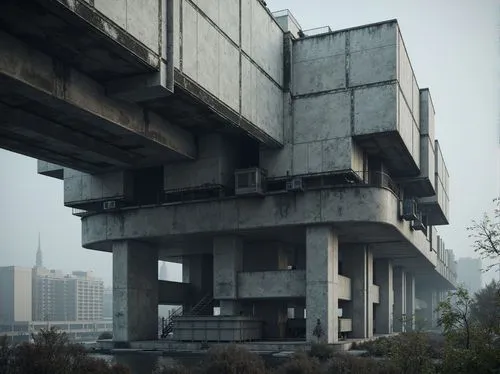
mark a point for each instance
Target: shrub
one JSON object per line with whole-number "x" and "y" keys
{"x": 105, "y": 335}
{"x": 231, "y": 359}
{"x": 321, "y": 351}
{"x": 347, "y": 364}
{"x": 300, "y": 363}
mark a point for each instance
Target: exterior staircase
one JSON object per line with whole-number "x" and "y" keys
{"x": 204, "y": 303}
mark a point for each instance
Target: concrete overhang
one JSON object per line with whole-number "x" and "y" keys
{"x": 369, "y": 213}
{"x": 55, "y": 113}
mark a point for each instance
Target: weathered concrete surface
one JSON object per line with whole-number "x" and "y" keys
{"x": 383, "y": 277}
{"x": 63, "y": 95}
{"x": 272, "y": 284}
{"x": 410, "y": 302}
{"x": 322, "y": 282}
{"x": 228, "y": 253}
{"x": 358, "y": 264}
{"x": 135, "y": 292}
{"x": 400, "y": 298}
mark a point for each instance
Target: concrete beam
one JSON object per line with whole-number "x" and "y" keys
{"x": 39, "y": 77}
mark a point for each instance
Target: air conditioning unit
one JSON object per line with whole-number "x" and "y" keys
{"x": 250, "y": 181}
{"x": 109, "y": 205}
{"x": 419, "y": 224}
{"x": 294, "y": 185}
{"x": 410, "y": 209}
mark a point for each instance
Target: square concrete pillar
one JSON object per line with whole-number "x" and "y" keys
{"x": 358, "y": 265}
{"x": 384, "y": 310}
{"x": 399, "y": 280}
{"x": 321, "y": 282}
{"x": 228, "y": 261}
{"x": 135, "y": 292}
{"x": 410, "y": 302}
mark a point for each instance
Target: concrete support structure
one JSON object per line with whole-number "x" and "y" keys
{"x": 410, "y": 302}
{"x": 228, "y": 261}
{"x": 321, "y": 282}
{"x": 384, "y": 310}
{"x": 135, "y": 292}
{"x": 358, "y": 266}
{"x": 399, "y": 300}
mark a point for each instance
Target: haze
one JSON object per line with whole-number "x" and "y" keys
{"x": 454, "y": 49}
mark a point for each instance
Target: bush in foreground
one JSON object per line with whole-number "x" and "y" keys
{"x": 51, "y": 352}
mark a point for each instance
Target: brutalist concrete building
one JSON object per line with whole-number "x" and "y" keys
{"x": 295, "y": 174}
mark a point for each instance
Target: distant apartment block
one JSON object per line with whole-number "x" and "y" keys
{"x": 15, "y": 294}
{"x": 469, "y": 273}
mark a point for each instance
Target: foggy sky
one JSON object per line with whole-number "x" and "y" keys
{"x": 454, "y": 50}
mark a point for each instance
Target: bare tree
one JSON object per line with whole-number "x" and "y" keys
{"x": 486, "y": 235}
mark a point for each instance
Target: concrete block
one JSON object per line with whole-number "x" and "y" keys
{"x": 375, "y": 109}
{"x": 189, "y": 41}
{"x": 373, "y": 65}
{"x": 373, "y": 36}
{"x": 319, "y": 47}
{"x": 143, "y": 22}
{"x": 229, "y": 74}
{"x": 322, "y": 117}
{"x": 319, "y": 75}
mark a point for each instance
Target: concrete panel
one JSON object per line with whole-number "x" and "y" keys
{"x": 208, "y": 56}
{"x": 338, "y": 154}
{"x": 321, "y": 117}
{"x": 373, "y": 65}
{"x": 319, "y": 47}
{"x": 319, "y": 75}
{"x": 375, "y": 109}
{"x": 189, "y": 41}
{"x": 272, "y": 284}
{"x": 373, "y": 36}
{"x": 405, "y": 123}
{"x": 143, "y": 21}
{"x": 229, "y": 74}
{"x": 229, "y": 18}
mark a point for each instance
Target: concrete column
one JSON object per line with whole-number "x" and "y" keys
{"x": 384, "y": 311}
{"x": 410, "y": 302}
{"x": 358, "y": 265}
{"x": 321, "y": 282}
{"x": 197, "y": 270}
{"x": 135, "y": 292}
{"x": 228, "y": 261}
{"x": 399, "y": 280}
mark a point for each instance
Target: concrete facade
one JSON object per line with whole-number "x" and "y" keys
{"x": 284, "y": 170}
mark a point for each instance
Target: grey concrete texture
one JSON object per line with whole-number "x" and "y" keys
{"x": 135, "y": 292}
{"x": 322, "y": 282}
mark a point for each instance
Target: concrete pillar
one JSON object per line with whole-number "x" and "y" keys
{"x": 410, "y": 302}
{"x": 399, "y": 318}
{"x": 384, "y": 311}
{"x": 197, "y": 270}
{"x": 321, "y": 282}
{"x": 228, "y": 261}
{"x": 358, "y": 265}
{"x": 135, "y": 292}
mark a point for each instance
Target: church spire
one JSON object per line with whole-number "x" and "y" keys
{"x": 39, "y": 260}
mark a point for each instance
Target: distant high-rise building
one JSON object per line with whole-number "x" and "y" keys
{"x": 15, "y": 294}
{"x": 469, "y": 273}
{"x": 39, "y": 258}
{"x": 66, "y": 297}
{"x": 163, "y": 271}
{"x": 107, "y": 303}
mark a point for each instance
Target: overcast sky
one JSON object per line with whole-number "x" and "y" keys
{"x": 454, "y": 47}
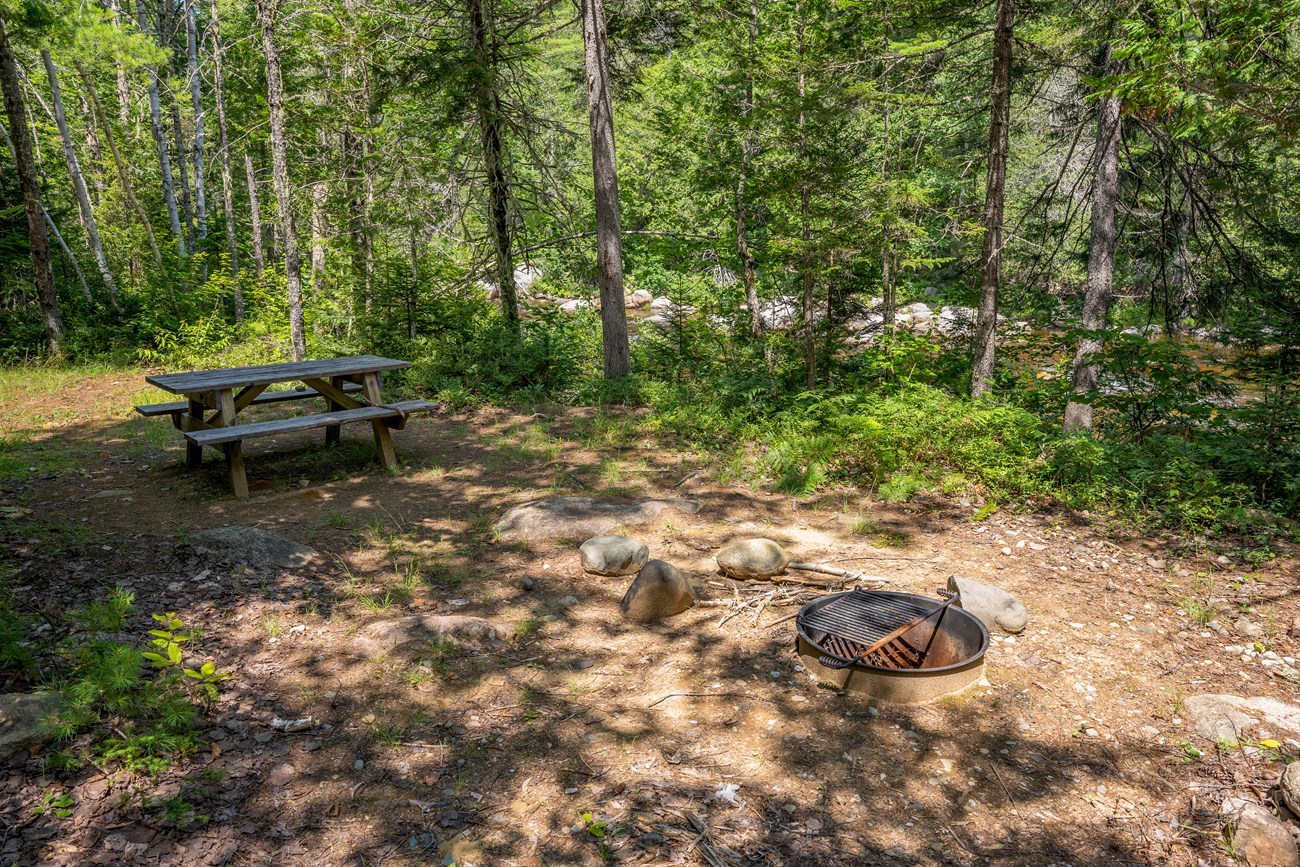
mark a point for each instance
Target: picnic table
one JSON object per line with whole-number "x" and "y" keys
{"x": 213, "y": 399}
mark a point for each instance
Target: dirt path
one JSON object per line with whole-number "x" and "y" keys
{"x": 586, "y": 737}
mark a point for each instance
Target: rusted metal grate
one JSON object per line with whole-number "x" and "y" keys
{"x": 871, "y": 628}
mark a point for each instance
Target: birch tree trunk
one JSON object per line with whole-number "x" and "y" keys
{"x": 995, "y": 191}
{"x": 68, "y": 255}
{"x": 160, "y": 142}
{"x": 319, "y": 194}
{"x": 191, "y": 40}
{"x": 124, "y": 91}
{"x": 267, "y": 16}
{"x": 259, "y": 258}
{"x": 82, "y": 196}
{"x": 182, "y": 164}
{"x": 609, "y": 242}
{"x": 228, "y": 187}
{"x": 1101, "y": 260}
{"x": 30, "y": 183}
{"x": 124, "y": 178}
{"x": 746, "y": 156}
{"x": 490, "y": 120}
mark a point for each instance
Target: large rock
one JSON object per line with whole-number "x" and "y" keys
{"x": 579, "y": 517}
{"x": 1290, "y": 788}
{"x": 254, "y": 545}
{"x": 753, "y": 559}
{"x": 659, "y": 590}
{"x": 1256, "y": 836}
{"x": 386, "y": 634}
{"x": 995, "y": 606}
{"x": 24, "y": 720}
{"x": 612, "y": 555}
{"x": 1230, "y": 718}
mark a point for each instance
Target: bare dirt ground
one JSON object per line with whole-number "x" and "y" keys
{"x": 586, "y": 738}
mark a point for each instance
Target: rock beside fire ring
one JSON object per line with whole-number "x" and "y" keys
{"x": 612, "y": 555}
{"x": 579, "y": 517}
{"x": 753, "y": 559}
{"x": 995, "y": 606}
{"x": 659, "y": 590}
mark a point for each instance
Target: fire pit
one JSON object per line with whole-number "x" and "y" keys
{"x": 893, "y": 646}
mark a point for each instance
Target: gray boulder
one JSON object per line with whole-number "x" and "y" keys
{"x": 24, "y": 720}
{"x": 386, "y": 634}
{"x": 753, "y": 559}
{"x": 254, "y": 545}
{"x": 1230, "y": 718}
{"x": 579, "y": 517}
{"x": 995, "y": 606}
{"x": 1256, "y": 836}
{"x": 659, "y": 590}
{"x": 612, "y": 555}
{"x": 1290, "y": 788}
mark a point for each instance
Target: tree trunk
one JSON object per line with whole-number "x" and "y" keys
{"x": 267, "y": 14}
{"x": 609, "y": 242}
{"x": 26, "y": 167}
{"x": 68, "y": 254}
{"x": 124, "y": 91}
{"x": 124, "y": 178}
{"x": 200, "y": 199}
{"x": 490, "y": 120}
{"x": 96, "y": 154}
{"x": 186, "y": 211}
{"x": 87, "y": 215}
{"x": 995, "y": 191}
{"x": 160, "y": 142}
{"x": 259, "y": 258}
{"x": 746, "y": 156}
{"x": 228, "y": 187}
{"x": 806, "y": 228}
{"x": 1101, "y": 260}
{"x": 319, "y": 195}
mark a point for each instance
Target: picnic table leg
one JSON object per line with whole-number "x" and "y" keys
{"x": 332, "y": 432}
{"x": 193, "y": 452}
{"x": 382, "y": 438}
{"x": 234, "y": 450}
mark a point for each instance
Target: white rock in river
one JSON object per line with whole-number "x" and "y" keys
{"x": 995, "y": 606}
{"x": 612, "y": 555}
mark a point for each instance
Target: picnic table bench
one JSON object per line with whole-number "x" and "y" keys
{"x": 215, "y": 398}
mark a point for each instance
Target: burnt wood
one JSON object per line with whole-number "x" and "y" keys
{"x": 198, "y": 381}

============================================================

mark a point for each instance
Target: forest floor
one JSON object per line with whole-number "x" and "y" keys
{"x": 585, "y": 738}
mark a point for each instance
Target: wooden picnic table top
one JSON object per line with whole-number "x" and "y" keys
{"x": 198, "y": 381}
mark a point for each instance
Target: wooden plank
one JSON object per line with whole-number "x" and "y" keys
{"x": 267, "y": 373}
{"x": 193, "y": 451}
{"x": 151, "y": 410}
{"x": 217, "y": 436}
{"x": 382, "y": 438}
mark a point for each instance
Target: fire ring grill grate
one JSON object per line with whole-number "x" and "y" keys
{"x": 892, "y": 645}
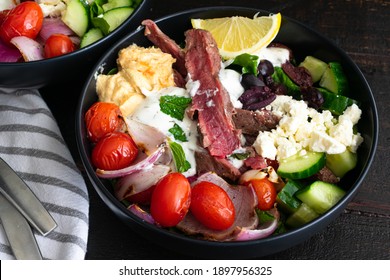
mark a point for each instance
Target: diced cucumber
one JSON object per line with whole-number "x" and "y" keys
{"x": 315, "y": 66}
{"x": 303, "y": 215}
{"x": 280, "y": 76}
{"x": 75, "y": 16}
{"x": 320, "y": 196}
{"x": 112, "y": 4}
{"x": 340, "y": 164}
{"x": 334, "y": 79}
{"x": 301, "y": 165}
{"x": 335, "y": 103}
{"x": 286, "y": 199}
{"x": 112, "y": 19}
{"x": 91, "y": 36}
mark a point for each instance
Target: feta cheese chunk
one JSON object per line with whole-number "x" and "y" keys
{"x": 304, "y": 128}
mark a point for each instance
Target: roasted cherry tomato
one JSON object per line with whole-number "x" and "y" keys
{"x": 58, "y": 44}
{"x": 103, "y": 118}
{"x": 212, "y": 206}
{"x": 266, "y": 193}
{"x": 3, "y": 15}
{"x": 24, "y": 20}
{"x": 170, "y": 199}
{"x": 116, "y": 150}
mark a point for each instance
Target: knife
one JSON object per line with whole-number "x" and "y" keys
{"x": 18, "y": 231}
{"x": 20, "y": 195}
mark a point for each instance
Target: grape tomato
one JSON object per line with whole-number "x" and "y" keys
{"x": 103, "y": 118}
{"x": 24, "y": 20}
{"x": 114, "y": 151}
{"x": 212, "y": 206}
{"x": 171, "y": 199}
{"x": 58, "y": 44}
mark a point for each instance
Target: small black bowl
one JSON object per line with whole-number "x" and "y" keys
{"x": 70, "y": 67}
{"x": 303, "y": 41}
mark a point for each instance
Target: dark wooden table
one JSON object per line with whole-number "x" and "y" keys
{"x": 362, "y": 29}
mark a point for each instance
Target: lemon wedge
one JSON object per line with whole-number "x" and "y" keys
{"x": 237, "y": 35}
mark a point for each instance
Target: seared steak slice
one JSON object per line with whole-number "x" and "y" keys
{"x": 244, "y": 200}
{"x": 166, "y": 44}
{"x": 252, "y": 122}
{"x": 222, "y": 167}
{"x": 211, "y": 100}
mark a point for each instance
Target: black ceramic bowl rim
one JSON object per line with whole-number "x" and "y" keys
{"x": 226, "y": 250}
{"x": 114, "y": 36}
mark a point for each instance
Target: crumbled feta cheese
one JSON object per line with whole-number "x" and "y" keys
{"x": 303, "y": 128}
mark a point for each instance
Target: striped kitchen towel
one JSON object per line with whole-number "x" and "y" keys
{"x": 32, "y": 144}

============================================================

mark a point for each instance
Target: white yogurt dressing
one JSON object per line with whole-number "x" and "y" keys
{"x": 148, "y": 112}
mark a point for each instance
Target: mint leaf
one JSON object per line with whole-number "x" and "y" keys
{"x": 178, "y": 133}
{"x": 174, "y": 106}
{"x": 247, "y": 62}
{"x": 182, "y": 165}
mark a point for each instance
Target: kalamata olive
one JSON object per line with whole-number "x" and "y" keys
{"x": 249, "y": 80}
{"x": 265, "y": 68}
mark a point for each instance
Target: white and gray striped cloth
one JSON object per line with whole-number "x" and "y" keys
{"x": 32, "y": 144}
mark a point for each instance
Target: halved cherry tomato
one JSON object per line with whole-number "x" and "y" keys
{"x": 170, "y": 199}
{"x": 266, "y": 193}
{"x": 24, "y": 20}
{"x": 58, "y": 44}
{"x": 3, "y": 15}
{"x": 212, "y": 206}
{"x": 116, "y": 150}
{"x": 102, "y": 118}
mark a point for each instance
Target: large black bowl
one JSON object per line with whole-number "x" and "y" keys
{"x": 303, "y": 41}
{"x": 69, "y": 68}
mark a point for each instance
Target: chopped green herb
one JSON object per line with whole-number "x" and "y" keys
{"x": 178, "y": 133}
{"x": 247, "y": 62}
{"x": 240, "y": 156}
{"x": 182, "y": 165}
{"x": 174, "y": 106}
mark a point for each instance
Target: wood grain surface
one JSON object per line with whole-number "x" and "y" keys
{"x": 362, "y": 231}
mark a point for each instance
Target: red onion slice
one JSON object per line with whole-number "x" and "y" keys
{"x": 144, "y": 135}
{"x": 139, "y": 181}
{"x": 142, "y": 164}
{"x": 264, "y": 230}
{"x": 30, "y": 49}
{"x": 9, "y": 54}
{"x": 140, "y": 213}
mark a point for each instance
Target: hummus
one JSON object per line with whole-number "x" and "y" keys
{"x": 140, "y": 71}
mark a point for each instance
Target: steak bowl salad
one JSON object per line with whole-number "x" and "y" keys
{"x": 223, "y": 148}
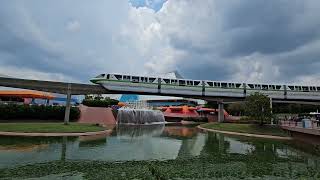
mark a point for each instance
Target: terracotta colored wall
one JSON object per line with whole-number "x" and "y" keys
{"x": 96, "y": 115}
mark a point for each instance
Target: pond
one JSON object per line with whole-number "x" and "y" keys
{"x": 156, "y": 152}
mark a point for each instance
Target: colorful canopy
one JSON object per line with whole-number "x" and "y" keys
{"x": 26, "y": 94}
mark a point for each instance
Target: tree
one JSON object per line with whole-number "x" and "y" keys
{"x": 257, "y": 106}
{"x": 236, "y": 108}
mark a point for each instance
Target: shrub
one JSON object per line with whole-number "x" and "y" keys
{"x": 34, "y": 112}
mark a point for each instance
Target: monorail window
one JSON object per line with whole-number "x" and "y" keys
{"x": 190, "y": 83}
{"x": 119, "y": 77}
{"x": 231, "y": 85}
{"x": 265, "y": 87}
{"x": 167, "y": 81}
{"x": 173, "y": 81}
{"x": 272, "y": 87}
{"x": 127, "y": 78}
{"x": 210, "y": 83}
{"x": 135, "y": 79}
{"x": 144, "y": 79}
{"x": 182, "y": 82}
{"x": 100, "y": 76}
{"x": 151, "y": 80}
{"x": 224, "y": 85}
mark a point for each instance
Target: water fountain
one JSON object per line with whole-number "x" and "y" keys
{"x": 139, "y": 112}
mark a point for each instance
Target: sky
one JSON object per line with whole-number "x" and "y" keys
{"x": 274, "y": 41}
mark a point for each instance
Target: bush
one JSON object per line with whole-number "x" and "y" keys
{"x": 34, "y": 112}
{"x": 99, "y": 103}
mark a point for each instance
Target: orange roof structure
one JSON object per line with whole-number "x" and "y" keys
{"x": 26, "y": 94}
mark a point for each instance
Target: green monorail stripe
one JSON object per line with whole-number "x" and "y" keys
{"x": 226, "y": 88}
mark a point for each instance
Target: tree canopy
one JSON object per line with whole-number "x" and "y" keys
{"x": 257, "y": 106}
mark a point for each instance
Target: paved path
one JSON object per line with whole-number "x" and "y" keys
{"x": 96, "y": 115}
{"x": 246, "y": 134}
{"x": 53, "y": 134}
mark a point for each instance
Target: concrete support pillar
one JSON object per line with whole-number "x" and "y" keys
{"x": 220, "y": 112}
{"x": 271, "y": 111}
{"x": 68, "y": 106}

============================================================

> THE PROBLEM
Lines in the data that hold "canopy" are to be counted, and the number alone reported.

> WRITTEN SOLUTION
2